What is the purpose of the foreign exchange market, or any trading market for that matter? It seems like a simple question with a simple answer. The purpose is to facilitate exchange, to permit participants to sell and buy commodities, equities or futures and to trade one currency for another. But that simple definition disguises a world of complexity.
If two parties wish to conduct an exchange, of one currency for another or of an equity or bond for a sum of cash the first question is at what price should the transaction take place? In the consumer world, in a supermarket or department store, the price is predetermined by the seller and is rarely changed. The purchaser measures their need for the item against the price asked and makes the decision to buy or not. There is little discussion and no bargaining over the price. The consumer does not say the price will be lower in a few minutes; I will wait until then to make my purchase. Likewise the seller does not normally remove the item from sale expecting the price to rise in a few days. This basic function of price determination or price discovery is essentially different in a trading market. A market transaction differs from a consumer purchase because both the seller and the buyer continually adjust their price expectations to information flowing out from the market to participants and into the market from outside sources.
Market participants, in theory, incorporate all available information into the prices at which they buy and sell. This is called the perfect information assumption of efficient markets theory. Each participant in the market acts as an independent decision maker. Each decision influences the overall market and price level. The market or to be more precise, the price level of a market traded item, is, at any time, the amalgamation of all the price decisions made by all market participants.
On this one topic-- what should the market price be-- the market reflects the decisions of its participants. In foreign exchange markets the decision makers are the traders, all of them, from the smallest retail trader to the largest hedge fund. But how do 1,000 or 10,000 individual decisions, made in ignorance of each other become a market price? How do we know that the price of this mass decision accurately reflects the wishes of 10,000 people?
If three market participants want to buy a commodity at a certain price level and 50 want to sell, the market price for that commodity will fall. But what actually happens? The three bids in the market will be filled but that leaves 47 sellers. If no other bids enter the market the sellers will begin to react to the lack of bids by adjusting their offering prices down, displaying lower and lower prices until buyers enter bids and a trade is made at the new lower level. The sellers and the buyers incorporated the information flowing out of the market, the temporary lack of bids, into their price expectations producing a new price.

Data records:

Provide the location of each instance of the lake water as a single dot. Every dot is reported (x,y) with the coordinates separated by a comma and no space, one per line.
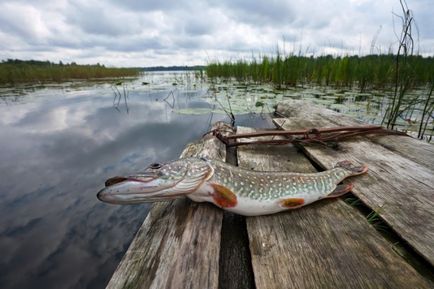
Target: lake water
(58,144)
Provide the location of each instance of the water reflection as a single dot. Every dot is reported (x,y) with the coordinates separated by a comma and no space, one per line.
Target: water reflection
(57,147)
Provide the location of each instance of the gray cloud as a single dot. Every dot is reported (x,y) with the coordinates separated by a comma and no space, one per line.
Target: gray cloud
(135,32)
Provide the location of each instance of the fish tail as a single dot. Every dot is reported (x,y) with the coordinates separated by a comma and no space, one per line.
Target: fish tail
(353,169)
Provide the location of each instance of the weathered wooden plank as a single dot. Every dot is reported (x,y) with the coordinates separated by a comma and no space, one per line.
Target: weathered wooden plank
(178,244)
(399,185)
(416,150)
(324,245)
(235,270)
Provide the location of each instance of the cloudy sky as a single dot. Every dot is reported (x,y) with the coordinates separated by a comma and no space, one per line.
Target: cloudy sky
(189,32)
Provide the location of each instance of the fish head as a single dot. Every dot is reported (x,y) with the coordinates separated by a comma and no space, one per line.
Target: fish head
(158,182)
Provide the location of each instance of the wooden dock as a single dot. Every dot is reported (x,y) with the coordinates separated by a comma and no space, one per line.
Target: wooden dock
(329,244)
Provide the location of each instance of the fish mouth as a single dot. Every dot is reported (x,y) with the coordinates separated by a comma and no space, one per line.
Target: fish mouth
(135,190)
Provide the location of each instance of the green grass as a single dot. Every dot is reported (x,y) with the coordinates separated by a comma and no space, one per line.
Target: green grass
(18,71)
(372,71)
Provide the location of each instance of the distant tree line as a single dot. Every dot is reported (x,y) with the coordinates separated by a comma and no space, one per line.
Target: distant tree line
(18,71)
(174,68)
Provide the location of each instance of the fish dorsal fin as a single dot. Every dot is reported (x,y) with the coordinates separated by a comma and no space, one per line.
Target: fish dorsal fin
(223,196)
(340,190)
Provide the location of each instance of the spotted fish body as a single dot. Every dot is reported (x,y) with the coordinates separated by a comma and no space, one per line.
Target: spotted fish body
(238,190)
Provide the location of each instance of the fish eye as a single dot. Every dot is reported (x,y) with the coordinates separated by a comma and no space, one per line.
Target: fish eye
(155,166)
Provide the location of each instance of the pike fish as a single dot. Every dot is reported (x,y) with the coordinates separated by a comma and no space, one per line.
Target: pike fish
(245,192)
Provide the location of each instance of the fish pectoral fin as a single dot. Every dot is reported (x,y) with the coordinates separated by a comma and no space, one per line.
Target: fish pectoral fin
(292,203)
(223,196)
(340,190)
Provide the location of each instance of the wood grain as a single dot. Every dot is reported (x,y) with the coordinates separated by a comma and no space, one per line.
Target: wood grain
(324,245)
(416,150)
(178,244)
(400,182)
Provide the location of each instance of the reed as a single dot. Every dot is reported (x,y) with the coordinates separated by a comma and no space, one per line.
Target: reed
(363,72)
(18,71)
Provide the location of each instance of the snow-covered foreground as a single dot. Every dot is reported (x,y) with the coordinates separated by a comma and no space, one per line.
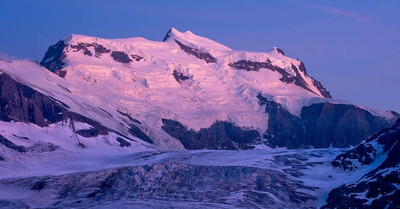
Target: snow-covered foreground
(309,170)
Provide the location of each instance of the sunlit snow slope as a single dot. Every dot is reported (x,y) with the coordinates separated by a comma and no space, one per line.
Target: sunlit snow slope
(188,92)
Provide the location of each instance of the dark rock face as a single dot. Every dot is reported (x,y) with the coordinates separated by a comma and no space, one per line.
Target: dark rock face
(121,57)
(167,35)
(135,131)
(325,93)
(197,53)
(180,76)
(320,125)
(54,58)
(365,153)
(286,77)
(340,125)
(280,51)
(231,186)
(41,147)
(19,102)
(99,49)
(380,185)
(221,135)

# [Given problem A]
Which lines of the records contain the string "grain"? Gather every one of them.
# [Given problem B]
Carry on the passage about price discovery in trading markets from the point where it stops.
The text and the records have no connection to each other.

# [Task result A]
Provide the location of each instance of the wood grain as a single dot. Every dot is reported (x,y) with the coordinates separated by a comma and no space, one per line.
Target: wood grain

# [Task result B]
A commentator would perhaps say ‘the market fell today ‘. But a market is not an entity. It is only a method for coordinating the decisions of its participants. What occurred is that each participant in the market reacted to the information coming to them from within the market and their combined reaction is the movement in price. It appears to an observer that the ‘market’ traded lower because the thousands of individual decisions that comprise the movement are not given separate life. Only the mass decision, ‘the price’, is represented.
This sense of the decision making power of markets and the ‘market’ as almost a living entity is reflected in the terms we use to describe the price action. We often say’ ‘the market reacted badly to the news’ or ‘the market took profit today’. We personify the market and its behavior. Of course we all know that there is no “market” somewhere below the pavement on Wall Street making the decisions for the stock exchange. But the common use of this ‘market’ shorthand tends to obscure what is the most important psychological point in understanding market behavior. Namely, that the ‘market’ is a picture of the thoughts of its participants, the market is a snapshot; it is a mass mind.
We can remove some of the sense of mystery from the term, “the market” when we remember just who or what ‘the market’ is? The answer is plain enough, to paraphrase the comic strip character Pogo, “we have met the market and he is us’. The logic, analysis and fear that motivate market behavior have their source within the mind and psychology of market participants, that is, within each of its traders.
When analyzing market behavior it is instructive to keep this very simple fact in mind. The market is a mass mind focused on one topic, price. It represents the momentary culmination all of the external and internal inputs that bear on the price of the traded commodity as ranked by the traders in that market. But even if the method by which the market arrives at a decision is obscure, its ingredients are not—they exist in the analysis, outlook aspirations and psychology of each individual trader.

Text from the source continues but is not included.